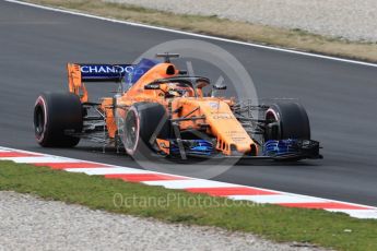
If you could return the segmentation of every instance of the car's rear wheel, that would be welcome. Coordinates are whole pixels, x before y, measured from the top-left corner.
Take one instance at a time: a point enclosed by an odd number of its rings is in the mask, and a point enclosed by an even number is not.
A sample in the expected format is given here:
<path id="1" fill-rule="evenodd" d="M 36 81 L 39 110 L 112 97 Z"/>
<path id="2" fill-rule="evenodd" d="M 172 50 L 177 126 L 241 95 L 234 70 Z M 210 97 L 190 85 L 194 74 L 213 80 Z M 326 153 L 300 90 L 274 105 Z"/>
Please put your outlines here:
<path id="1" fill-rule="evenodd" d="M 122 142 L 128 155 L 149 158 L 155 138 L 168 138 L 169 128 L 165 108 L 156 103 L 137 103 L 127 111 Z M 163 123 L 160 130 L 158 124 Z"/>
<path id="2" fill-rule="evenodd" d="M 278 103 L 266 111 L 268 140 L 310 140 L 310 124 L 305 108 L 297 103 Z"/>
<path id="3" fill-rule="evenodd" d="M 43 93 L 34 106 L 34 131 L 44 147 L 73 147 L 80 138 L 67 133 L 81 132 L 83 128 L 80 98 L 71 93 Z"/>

- What to work on:
Copy the part of the records that opens at their start and closes with the line containing "A sample in", replacing "instance" with "object" and keeping everything else the same. Leave the pictures out of your answer.

- Exercise response:
If you could return the segmentation of every object of the car's rear wheel, that would be welcome. Coordinates are whole pixels, x before y, measured from the top-left corner.
Take one object at a time: a point enclosed by an odd number of its rings is in the mask, and a point enclosed by an even number is not.
A sample in the expected format is given here:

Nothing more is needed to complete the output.